Exercise input: Begin

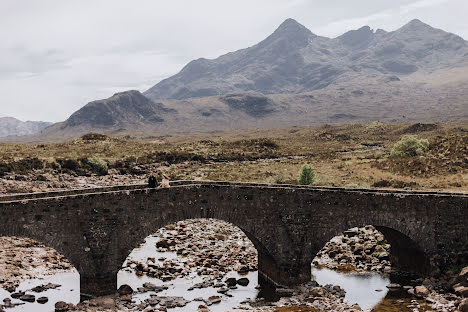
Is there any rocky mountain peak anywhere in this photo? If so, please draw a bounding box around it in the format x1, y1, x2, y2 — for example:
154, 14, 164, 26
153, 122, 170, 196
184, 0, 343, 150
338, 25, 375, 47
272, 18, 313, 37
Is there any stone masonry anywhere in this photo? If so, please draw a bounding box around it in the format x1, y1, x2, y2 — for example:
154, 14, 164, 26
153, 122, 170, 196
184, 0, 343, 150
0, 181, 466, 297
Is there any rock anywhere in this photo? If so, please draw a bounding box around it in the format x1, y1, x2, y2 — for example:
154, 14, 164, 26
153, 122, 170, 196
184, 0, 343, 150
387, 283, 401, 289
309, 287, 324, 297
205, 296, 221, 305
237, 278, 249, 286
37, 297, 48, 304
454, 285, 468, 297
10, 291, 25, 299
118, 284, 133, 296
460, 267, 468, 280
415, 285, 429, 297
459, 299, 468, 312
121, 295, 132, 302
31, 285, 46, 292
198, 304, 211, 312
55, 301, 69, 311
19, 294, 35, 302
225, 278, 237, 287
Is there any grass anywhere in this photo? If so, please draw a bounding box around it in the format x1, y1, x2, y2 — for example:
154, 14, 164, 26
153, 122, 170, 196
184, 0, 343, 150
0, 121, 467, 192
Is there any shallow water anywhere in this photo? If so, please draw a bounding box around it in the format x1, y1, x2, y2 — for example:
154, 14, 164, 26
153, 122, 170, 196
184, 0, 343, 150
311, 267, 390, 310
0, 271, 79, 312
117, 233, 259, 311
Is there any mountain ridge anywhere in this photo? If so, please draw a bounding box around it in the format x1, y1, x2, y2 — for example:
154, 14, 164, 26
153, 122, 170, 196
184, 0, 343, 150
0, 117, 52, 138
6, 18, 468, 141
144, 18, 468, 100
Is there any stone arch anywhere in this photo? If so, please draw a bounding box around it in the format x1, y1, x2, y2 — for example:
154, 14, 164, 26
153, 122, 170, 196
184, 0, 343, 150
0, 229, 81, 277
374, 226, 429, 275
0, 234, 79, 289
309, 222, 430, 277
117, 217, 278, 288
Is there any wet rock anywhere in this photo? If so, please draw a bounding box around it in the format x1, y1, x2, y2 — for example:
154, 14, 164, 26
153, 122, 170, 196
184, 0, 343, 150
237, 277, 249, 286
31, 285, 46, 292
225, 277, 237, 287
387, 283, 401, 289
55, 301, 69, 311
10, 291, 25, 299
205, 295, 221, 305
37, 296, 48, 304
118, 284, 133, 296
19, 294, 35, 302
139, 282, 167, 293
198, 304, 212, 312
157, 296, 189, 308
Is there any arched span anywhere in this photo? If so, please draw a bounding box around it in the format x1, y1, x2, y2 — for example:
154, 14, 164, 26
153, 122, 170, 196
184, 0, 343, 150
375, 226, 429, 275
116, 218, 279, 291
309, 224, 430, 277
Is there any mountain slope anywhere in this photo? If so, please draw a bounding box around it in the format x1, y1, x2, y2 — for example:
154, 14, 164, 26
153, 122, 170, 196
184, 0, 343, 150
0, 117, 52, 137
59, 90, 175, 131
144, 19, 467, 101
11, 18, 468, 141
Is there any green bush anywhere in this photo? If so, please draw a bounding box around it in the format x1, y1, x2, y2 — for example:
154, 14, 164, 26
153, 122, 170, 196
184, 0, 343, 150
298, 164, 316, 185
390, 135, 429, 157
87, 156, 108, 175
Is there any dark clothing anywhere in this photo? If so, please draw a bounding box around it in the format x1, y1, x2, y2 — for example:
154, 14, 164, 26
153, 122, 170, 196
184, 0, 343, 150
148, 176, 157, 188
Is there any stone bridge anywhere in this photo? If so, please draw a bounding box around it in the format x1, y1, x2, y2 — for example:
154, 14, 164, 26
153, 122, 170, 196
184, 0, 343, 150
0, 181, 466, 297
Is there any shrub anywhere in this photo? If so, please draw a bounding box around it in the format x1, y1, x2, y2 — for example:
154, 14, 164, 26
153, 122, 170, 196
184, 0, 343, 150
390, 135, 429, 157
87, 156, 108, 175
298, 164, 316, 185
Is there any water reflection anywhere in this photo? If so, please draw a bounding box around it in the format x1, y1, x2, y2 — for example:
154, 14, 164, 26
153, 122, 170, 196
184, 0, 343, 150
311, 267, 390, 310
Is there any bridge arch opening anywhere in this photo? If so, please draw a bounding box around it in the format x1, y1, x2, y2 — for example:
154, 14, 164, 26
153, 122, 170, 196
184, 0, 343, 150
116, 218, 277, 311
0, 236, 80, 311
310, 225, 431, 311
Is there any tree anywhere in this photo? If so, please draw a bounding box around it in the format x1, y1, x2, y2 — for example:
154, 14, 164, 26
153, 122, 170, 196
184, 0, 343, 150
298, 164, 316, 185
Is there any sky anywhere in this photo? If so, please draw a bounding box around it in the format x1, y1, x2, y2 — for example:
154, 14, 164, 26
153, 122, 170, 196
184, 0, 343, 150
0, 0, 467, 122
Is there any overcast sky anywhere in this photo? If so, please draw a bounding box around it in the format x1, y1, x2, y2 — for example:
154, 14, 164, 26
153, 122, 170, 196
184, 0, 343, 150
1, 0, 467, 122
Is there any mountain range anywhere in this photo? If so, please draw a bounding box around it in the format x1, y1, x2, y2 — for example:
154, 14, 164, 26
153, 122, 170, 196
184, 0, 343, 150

Exercise input: End
Exercise input: Begin

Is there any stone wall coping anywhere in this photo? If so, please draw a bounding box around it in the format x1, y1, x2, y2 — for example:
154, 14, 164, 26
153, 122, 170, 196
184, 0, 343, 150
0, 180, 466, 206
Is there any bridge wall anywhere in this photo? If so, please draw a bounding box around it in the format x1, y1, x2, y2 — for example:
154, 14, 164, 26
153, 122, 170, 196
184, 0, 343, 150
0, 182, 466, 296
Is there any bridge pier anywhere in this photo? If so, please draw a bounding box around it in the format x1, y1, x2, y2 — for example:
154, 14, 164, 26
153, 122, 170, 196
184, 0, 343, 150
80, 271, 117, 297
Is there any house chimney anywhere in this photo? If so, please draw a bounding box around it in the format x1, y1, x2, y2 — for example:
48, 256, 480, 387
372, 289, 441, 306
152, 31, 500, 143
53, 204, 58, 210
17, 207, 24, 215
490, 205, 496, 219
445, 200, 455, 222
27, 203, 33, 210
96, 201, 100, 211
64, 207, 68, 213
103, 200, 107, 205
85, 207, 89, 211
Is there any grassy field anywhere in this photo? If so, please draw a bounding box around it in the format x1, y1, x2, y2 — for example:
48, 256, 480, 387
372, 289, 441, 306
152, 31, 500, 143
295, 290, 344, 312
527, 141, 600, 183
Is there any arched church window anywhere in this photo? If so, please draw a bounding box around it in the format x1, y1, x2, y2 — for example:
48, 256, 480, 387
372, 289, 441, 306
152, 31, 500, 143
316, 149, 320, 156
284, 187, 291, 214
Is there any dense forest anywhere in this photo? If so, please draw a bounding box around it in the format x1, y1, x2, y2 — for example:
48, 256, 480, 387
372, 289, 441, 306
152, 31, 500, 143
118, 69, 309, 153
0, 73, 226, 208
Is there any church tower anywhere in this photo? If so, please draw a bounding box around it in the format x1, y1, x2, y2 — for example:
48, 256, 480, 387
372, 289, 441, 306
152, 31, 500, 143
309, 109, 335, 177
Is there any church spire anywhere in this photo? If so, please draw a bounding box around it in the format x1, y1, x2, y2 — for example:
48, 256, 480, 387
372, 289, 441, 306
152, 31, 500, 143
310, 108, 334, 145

Exercise input: End

> Required action:
Check every line of the records above for the string "stone". Copy those that hold it.

> Exercise answer:
Is there any stone masonry anywhere in this photo? If so, please draw a bounding box around it in the format x1, y1, x2, y2 — for example:
Is there any stone arch anywhere in this photo? If so, please draw a bounding box around it in the format x1, y1, x2, y2 — for example:
Is there any stone bridge anywhere in this photo? If so, please draw a bounding box around it in the format x1, y1, x2, y2 — for example:
Is there any stone wall coping anywhere in this photo? If so, please draw a bounding box around it in the format x1, y1, x2, y2 — for example:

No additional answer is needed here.